*Exercise objective*. Resize the items from the first line through the line with "[357,997,413,1026]": copy every line again, requests included, multiplying each bounding box coordinate in the answers by 1.15 and rounding to whole numbers, halves up. Leave the pictures out of your answer.

*Data provided*.
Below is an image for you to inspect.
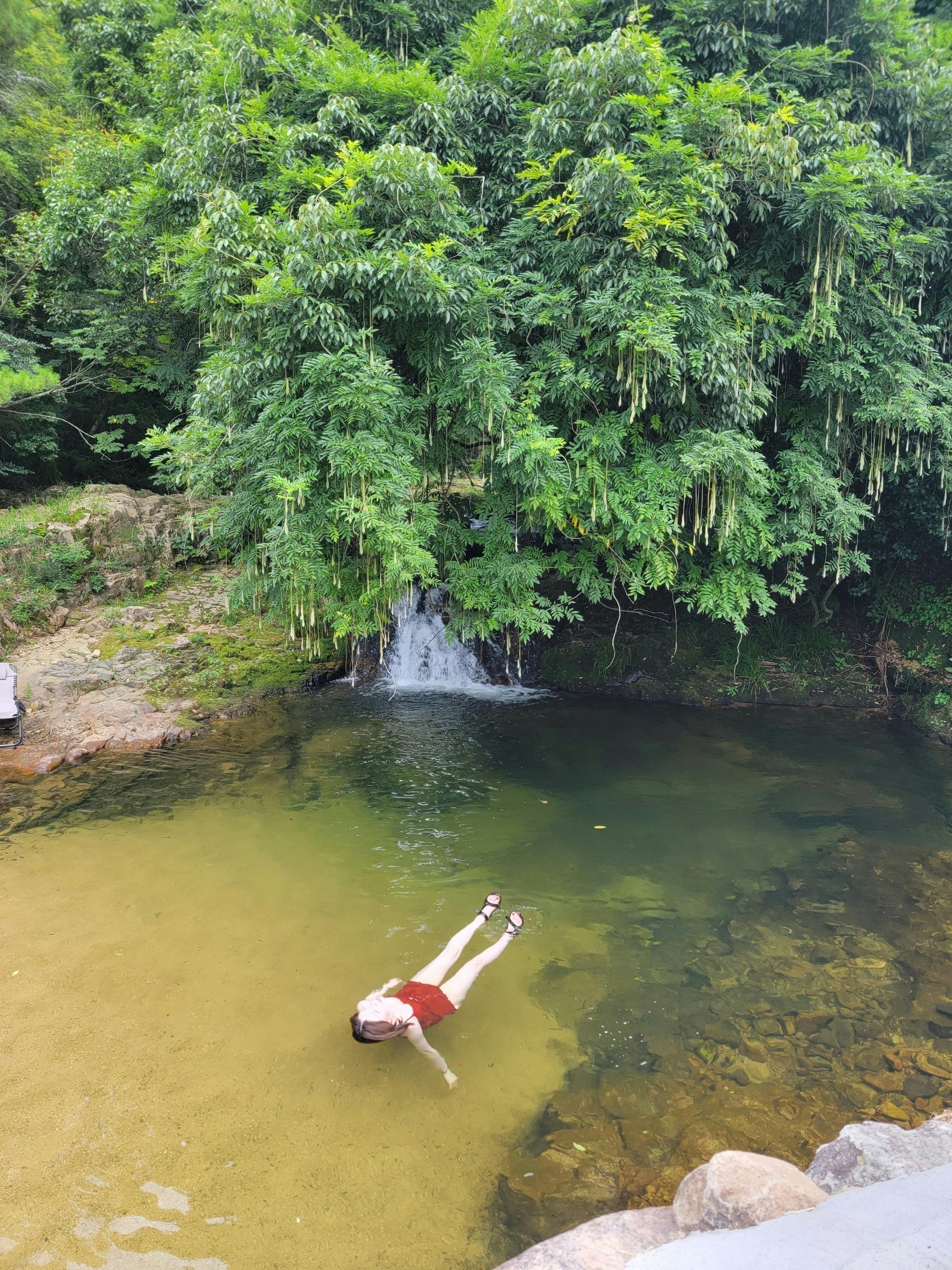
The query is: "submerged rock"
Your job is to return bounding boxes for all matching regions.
[673,1151,828,1232]
[499,1208,679,1270]
[807,1113,952,1195]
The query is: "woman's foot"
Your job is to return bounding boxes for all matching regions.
[476,890,503,921]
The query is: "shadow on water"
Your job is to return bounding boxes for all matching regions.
[0,685,952,1270]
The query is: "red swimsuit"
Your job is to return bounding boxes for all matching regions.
[393,979,456,1027]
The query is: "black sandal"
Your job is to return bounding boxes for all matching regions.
[476,890,503,921]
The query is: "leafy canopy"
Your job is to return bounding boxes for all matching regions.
[11,0,952,646]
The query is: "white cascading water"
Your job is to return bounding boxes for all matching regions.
[386,587,490,692]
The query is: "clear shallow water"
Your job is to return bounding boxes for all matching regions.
[0,685,952,1270]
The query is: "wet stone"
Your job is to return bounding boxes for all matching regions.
[863,1072,902,1093]
[754,1019,783,1036]
[902,1076,941,1102]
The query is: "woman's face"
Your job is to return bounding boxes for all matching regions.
[357,997,413,1026]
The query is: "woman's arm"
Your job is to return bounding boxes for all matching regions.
[404,1019,457,1090]
[357,979,404,1010]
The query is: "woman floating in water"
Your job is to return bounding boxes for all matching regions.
[350,893,522,1090]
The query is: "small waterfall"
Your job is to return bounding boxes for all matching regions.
[387,587,490,692]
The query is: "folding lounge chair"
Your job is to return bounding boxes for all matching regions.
[0,662,23,749]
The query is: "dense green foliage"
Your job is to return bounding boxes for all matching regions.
[0,0,952,644]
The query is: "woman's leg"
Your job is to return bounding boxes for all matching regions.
[414,906,499,987]
[443,930,518,1010]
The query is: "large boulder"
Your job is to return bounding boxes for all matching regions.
[499,1208,680,1270]
[807,1111,952,1195]
[625,1165,952,1270]
[673,1151,828,1233]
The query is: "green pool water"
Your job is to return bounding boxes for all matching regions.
[0,683,952,1270]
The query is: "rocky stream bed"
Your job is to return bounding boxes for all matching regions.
[499,834,952,1247]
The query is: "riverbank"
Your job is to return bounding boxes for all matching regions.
[0,486,343,781]
[500,1111,952,1270]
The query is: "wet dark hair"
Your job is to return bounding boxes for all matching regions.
[350,1015,406,1045]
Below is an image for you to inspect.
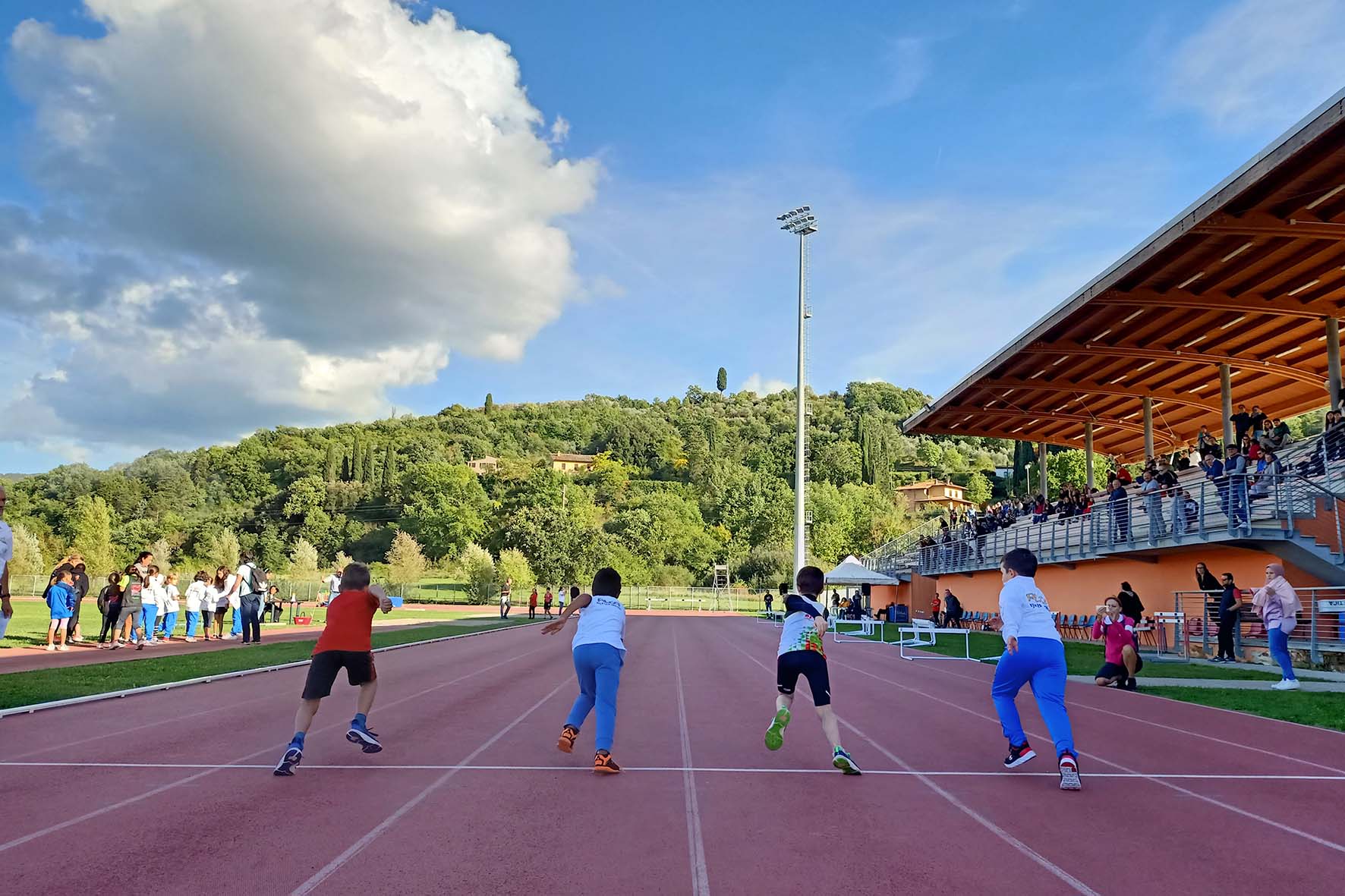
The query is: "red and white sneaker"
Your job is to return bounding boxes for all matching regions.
[1060,752,1082,790]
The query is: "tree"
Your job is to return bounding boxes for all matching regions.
[9,522,44,575]
[461,545,495,604]
[382,440,397,498]
[289,538,322,581]
[70,495,117,576]
[495,548,537,592]
[385,531,429,585]
[324,442,336,482]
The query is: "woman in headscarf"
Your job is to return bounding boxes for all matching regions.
[1252,564,1303,690]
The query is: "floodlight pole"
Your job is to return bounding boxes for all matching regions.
[776,206,817,579]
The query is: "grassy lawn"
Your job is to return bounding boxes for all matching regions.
[1143,687,1345,731]
[828,626,1280,678]
[0,618,528,709]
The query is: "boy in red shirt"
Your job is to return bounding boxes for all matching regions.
[274,564,392,775]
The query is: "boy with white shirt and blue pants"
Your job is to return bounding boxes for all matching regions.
[990,548,1080,790]
[542,567,625,775]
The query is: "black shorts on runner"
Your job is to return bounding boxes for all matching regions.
[304,649,378,700]
[775,649,831,706]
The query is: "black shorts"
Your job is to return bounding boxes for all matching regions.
[775,649,831,706]
[304,649,378,700]
[1095,656,1145,681]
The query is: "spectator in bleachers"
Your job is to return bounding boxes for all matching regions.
[1214,573,1243,663]
[1092,595,1145,690]
[1228,405,1252,444]
[1108,476,1129,541]
[1252,564,1303,690]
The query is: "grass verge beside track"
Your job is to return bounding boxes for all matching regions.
[1143,687,1345,731]
[0,618,528,709]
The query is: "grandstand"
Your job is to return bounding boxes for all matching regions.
[865,92,1345,659]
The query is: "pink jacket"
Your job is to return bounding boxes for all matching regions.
[1094,614,1136,663]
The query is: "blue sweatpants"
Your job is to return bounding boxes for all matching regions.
[565,644,625,750]
[990,638,1075,759]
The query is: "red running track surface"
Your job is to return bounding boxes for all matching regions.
[0,618,1345,896]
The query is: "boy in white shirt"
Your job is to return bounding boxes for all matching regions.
[990,548,1080,790]
[542,567,625,775]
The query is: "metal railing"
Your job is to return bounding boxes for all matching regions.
[877,473,1342,574]
[1173,586,1345,665]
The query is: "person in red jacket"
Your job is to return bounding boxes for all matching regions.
[1094,595,1145,690]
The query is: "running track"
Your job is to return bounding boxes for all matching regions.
[0,616,1345,896]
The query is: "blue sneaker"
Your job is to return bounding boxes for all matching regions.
[272,744,304,778]
[831,747,864,775]
[345,725,383,753]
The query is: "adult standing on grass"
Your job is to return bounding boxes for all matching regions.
[98,573,121,644]
[274,564,392,776]
[0,486,14,632]
[1252,564,1303,690]
[1214,573,1243,663]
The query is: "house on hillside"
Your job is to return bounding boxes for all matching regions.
[552,454,594,472]
[467,454,500,476]
[896,479,974,513]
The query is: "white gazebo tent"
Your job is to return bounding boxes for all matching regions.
[827,555,897,611]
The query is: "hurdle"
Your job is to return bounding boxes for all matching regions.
[893,619,1000,663]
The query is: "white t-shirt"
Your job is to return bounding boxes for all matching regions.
[187,581,206,614]
[0,519,14,576]
[570,595,625,651]
[1000,576,1060,643]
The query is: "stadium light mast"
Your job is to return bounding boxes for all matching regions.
[776,206,817,577]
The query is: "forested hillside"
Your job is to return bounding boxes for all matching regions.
[7,383,1012,584]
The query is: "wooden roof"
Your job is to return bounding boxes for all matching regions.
[906,90,1345,454]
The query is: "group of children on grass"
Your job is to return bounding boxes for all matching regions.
[274,548,1080,790]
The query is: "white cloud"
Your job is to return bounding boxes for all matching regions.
[739,373,792,395]
[0,0,600,447]
[1164,0,1345,132]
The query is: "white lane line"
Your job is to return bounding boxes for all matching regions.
[0,762,1345,783]
[721,635,1101,896]
[672,627,710,896]
[291,681,569,896]
[823,653,1345,853]
[0,637,549,853]
[882,653,1345,775]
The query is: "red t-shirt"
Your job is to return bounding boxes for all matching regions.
[313,590,378,654]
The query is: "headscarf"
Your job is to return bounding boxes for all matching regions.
[1252,564,1303,619]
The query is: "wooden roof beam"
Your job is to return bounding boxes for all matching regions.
[1023,341,1326,388]
[976,377,1221,414]
[1094,289,1345,320]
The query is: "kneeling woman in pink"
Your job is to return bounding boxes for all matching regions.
[1094,597,1145,690]
[1252,564,1303,690]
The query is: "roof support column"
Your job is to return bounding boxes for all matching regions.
[1084,420,1094,491]
[1139,395,1154,463]
[1218,365,1233,451]
[1037,442,1050,501]
[1326,316,1341,410]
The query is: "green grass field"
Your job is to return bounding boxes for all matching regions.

*Result of this task*.
Below is an image for you to inspect.
The query is: "submerged rock"
Your job is to return bounding boxes for all matching regions.
[774,1324,952,1417]
[574,1389,781,1461]
[928,1280,1095,1374]
The query is: "woman's foot"
Your job is to return bounding boxes for all matching regions.
[547,1024,578,1059]
The query is: "shadow on water"
Your job is to return bounding boxes for all matching regions.
[0,788,1095,1461]
The query is: "red swimsuit"
Your job is to return bounding boxes for all matching regions.
[452,1126,524,1181]
The query is: "black sandal"
Your job is to return bounding boxes for all matching regions.
[547,1024,578,1059]
The query is: "leafy canopy"
Your job is to return bounding boxes for all matching regions.
[13,0,1095,743]
The query is: "white cascading water"
Your job is to return bounding boxes for all matching regions.
[444,675,564,796]
The query is: "clear shallow water"
Your job is to return bounding boxes for all matching regions.
[0,788,1095,1461]
The query is: "wet stone"
Your job is to return bounding boxes for all matching regions.
[992,1233,1037,1257]
[867,1172,900,1191]
[1037,1237,1082,1267]
The query is: "woman's face"
Your job is to return bounding boxes for all matching regions.
[411,1147,475,1180]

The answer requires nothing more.